Input data:

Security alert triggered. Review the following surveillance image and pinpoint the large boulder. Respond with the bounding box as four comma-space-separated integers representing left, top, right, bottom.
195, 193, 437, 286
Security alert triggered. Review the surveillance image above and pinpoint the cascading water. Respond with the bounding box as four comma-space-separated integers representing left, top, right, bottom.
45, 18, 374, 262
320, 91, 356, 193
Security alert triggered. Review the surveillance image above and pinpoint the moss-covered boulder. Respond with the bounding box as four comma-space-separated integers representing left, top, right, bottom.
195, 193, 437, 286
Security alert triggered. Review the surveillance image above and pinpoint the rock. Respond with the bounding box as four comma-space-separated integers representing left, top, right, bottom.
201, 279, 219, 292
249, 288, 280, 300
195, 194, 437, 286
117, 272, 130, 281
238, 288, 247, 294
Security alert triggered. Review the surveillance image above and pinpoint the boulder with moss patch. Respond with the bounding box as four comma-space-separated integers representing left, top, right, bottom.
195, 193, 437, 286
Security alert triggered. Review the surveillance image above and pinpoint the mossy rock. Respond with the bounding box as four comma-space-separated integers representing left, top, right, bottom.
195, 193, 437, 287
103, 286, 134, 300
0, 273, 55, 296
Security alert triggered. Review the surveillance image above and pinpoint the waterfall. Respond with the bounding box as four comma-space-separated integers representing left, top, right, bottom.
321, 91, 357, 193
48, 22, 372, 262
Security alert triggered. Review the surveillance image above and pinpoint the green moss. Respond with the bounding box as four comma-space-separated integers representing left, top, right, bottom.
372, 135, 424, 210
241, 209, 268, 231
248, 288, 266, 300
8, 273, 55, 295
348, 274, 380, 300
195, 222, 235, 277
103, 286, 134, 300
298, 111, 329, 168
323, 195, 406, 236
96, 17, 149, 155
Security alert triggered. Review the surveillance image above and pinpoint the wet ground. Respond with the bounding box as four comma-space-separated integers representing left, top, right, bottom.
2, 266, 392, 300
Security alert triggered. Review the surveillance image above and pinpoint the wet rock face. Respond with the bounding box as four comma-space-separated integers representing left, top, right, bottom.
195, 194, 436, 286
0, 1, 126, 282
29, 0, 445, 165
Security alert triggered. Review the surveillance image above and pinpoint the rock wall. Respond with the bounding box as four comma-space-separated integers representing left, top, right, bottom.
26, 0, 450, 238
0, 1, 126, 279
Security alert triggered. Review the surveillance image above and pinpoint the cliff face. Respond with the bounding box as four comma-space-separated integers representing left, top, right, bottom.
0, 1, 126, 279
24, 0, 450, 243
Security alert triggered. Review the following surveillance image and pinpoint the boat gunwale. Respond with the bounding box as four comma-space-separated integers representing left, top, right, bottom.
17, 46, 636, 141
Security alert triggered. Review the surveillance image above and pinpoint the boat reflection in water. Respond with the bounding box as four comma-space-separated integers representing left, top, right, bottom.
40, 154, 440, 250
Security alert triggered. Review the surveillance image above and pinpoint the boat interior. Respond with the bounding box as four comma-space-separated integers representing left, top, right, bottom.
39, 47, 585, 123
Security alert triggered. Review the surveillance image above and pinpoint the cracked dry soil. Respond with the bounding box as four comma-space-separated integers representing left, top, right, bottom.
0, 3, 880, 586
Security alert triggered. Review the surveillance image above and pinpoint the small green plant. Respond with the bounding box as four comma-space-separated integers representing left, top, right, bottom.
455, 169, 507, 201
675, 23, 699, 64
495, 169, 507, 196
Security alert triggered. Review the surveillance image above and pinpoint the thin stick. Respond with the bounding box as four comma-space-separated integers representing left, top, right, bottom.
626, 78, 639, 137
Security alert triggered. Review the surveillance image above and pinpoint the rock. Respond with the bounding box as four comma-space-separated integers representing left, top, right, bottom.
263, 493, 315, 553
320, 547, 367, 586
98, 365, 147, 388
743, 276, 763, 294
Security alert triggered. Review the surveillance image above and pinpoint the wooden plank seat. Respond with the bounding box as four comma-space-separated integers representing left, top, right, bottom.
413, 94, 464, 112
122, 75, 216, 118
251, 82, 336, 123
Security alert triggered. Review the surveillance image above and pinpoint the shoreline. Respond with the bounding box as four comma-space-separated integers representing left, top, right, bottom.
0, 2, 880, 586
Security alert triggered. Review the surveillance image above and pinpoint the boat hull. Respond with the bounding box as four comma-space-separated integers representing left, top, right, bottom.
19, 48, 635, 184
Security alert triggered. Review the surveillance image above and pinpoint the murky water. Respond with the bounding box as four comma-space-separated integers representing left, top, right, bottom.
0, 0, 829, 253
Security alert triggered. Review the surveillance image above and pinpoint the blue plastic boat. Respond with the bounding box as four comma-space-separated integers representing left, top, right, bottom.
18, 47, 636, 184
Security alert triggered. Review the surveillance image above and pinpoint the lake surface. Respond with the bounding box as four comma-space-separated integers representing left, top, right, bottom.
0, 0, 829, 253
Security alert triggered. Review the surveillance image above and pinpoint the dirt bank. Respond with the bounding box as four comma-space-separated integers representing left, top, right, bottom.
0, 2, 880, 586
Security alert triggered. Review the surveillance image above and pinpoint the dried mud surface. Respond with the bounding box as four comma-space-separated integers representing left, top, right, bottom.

Requirements: Reproduce the entries beginning at the line containing "pinpoint the small" and ending after the line containing "626, 78, 639, 137", replacing "thin stick" with "narrow branch" and leaving everything else unchanged.

Answer to the exercise:
Security alert triggered. Review the surveillance image above and pinpoint the small green plant. Respond with the bounding box as four comma-space-separated integers representing left, top, right, bottom.
455, 169, 507, 201
675, 23, 699, 64
495, 169, 507, 196
Security alert triggered. Review the surveillance image above and pinpoint the narrow branch. Respond with the bounding box as four comma-space-separated integers representing left, top, right, bottom.
626, 78, 639, 137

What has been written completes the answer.